**TESTO ESTRATTO**
Lo spettacolo è aperto dall’imitazione del presidente russo Vladimir Putin che, in grammelot che unisce russo, italiano e pugliese, si dice innamorato dell’Italia e delle canzoni dei Ricchi e Poveri ma non per questo non rinuncia all’idea di usare l’atomica contro il nostro Paese. Sempre la caricatura di Putin (a cui Zalone aveva già «dedicato» la sua ultima canzone Sulla barca dell’oligarca da quasi un milione di view su YouTube) chiuderà lo show con uno sketch che omaggia Il grande dittatore di Charlie Chaplin. Un Putin che confessa la vera natura dell’«operazione speciale» in Ucraina, equivocata dai suoi generali, ovvero un intervento di allungamento del pene.

Nel mezzo, due ore di spettacolo in cui Zalone – al secolo Luca Medici – si presenta come il mitico Ragady, rapper brianzolo con il suo hit “Poco ricco” («Sento tanfo di reddito di cittadinanza qua» dice al pubblico presentandosi) così egocentrico da non accorgersi, in piena pandemia, di ciò che sta succedendo attorno a sé (il 9 marzo 2020 per lui è giorno memorabile perché gli si è rotto lo schermo dell’iPhone), ossessionato com’è solo dai follower (il suo modello è il Gesù del «chi mi ama mi segua»). Indimenticabile resta la Gilda di Bari, cinquantenne in pace con se stessa e il suo botulino, selfie addicted al bar con le amiche, che vuole adottare un profugo ucraino, ma purtroppo sono finiti. E alla proposta di prendere dei profughi siriani, disponibili, risponde scontenta: «Ho il parquet scuro, non staccano». C’è spazio, naturalmente, anche per alcuni cavalli di battaglia del comico, come la fiaba calabrese della Cenerentola trans brasiliana e l’imitazione di Tiziano Ferro, i bis con “Gli uomini sessuali” e “Angela”.

**IL TUO COMPITO**
Traduci in inglese questa frase del testo estratto: "Sempre la caricatura di Putin (a cui Zalone aveva già «dedicato» la sua ultima canzone Sulla barca dell’oligarca da quasi un milione di view su YouTube) chiuderà lo show con uno sketch che omaggia Il grande dittatore di Charlie Chaplin."

**RIGHE ESTRATTE**
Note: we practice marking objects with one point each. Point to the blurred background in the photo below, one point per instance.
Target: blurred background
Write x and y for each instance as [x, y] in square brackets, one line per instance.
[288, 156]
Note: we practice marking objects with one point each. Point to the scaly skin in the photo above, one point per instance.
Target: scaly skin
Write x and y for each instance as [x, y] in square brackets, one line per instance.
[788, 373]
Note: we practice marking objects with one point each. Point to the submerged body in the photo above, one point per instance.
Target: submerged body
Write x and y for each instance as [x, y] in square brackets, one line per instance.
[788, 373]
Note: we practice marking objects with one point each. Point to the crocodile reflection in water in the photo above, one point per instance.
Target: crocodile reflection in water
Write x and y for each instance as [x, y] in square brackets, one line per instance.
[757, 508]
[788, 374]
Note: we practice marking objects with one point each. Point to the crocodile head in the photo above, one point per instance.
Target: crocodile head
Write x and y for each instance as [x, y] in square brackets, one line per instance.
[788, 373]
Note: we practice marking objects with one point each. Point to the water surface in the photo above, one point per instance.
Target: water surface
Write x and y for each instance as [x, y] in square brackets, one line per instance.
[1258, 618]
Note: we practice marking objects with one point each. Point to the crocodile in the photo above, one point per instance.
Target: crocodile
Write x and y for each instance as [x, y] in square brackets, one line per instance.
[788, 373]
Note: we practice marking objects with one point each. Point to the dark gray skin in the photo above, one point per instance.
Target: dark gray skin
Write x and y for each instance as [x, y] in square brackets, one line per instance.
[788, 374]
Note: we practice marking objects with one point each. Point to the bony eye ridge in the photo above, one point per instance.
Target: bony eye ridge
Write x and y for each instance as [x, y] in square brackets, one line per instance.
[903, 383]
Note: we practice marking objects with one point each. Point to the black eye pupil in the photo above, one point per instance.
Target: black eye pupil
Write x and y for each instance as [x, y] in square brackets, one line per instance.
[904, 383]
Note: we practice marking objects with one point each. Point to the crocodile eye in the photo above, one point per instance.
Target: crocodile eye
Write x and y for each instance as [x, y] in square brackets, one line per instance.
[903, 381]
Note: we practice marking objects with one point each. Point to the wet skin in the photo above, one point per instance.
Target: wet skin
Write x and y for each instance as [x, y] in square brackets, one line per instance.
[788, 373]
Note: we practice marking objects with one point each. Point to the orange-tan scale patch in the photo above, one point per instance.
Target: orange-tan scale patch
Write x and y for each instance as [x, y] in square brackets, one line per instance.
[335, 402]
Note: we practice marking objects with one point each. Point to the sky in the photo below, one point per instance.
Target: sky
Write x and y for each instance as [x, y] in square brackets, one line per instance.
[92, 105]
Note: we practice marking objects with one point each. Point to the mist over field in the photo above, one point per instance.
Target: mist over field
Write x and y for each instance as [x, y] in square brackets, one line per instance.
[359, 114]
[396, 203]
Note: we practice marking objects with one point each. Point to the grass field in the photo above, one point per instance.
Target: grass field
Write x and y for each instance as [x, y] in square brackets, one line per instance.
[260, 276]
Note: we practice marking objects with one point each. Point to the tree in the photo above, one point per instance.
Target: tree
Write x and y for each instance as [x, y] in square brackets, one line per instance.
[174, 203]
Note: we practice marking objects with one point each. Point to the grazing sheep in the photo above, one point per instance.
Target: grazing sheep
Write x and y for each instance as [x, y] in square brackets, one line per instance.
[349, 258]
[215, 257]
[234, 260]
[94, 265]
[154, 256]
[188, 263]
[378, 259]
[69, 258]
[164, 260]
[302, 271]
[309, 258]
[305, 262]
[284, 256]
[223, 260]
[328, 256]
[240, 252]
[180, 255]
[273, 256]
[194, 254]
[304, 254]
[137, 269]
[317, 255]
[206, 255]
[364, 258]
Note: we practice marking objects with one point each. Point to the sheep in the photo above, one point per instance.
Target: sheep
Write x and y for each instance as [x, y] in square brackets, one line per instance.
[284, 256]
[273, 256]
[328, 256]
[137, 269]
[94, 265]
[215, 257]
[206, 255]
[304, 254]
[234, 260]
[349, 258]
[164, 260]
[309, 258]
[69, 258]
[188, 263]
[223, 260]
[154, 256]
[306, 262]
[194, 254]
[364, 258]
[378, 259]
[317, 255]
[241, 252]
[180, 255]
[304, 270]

**RISPOSTA**
The Putin caricature (to which Zalone had already "dedicated" his latest song Sulla barca dell'oligarca, with almost a million views on YouTube) will also close the show with a sketch that pays homage to Charlie Chaplin's The Great Dictator.